▶ **EXERCISE 1**:
According to the panel recap, how long did the virtual session last?
▶ **EXERCISE 2**:
List every genre that the panel recap says Brandon's work requires him to write in.
▶ **EXERCISE 3**:
Retype the panel recap from "Black and white" to "in a smirk.".

▶ **EXCERPT**:
═══
Throughout the ninety-minute virtual session, each of the four panelists touched on how their health humanities backgrounds gave them the communication skills necessary to excel in their lines of work. As a member of the HHIVE Lab, Manisha devoted her time to researching clinical empathy with Dr. Jane Thrailkill. Today, she puts this experience to use in patient interactions on a daily basis. She explained how she acts as a “linkage between clinical care and social work,” spending most of her time with the homeless and uninsured individuals who enter Bellevue’s ER. Brandon, on the other hand, uses his communication skills in discussions with stakeholders, state associations, and even fellow specialists. He thanks his health humanities background for providing him with the knowledge and flexibility necessary to flourish in his professional interactions.

Equally as important as oral communication is written communication. Across each of their individual stories, one theme was made abundantly clear—writing is an essential skill in a wide array of health careers. Both Megan and Manisha’s jobs task them with writing for the general public. To do so successfully, they have to adapt to a more concise, simple writing style that can be understood by all target audiences. Katie puts her rhetorical muscles to work crafting policy briefs for state health officials, where she must write both succinctly and argumentatively. Brandon’s work requires him to write in numerous different genres, from CDC website pages and video scripts to banner ads and infographics. Though each of their jobs may require different genres, they all credit their success and flexibility in writing to their humanities backgrounds. In fact, Brandon’s biggest piece of advice was to take a creative writing class: although it is “very different from scientific writing,” he explains, the narrative skills these classes teach can be very beneficial in numerous writing forms spanning many career types.

Overall, each of the panelists was grateful for the interdisciplinary nature of their health humanities educations. Although Brandon’s line of work is not directly associated with the health humanities, he explained how HHIVE taught him the importance of considering the historical context of health issues, a technique that he claims has supported his work greatly. For Manisha, HHIVE was one of her first experiences with research outside of a traditional laboratory setting. She utilizes the qualitative interviewing skills that she picked up from HHIVE in her research today. Initially a pre-med student, Katie’s HHIVE Lab experiences taught her to open her mind to other fields; this led her to health policy, where she continues to foster the qualitative research and empathy skills that she learned through the health humanities. Megan values the humanities for its flexibility, adaptability, and most of all, its core spirit of generosity: “assuming a higher level of knowledge than the public and being willing to share your tools with them is something that others in the health field without humanities backgrounds may not be inclined to do.”


Black and white headshot of a curly-haired woman standing against a neutral background and folding her arms. She wears a suit and cocks her head right in a smirk.

Baylee Materia is an undergraduate at UNC studying Neuroscience and Pre-Med. When she made the decision to enter college as a STEM major, she assumed that she would have to toss her love of humanities aside. Discovering the HHIVE lab taught her not only that she can merge these seemingly contrasting passions of hers, but that an interdisciplinary approach is essential in a pre-medical curriculum. The job of a physician goes beyond the concrete science and technical intellect; one must be emotionally intelligent and able to understand the complex socioeconomic and cultural determinants of health. With a background in the health humanities, Baylee hopes to become a member of a new generation of healthcare professionals that approaches their work with a more nuanced and compassionate perspective.
═══
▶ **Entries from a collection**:
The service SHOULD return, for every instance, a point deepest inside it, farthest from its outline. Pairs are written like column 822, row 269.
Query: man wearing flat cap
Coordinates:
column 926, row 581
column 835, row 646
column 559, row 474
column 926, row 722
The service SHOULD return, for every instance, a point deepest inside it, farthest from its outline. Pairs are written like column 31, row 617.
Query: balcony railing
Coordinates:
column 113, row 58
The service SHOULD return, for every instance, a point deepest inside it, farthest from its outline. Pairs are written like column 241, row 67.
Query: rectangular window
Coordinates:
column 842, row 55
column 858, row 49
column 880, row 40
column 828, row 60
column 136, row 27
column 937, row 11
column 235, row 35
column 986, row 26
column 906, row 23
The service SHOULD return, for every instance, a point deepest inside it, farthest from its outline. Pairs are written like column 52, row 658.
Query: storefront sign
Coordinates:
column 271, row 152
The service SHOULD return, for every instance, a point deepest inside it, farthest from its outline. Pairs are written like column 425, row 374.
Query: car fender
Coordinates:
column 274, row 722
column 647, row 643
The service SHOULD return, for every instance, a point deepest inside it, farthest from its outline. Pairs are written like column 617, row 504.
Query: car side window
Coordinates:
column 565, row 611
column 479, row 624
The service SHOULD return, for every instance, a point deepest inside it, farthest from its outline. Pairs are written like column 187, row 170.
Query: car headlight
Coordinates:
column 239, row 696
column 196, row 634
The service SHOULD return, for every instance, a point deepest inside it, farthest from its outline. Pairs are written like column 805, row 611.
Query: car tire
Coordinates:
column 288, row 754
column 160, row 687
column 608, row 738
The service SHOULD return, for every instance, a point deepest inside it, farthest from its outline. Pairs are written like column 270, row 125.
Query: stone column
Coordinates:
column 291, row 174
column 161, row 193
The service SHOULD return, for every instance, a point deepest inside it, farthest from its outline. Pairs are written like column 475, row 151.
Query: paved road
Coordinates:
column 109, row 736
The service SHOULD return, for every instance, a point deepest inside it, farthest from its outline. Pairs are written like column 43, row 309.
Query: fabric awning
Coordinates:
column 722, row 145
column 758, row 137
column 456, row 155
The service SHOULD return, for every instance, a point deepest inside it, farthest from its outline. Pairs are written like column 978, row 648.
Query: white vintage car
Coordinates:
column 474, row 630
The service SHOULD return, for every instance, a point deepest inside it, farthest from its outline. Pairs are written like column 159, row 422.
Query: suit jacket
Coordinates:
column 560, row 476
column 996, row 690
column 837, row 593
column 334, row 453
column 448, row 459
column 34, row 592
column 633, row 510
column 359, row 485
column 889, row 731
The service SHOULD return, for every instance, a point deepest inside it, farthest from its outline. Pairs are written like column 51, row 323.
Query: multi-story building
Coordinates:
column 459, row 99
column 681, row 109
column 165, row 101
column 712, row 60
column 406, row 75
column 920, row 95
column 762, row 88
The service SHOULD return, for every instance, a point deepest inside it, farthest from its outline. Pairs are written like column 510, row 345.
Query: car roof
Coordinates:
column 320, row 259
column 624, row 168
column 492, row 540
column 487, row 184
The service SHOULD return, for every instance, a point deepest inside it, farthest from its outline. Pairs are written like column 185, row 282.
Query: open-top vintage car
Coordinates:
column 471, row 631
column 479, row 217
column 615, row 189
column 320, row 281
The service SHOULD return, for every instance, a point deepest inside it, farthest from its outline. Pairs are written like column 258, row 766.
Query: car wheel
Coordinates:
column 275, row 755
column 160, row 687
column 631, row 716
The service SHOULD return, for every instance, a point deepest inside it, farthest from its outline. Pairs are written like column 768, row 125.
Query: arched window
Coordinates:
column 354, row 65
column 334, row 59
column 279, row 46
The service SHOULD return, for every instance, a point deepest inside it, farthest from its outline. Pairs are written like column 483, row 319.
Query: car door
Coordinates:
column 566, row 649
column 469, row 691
═══
▶ **ANSWER SECTION 1**:
Ninety minutes.

▶ **ANSWER SECTION 2**:
CDC website pages, video scripts, banner ads, infographics

▶ **ANSWER SECTION 3**:
Black and white headshot of a curly-haired woman standing against a neutral background and folding her arms. She wears a suit and cocks her head right in a smirk.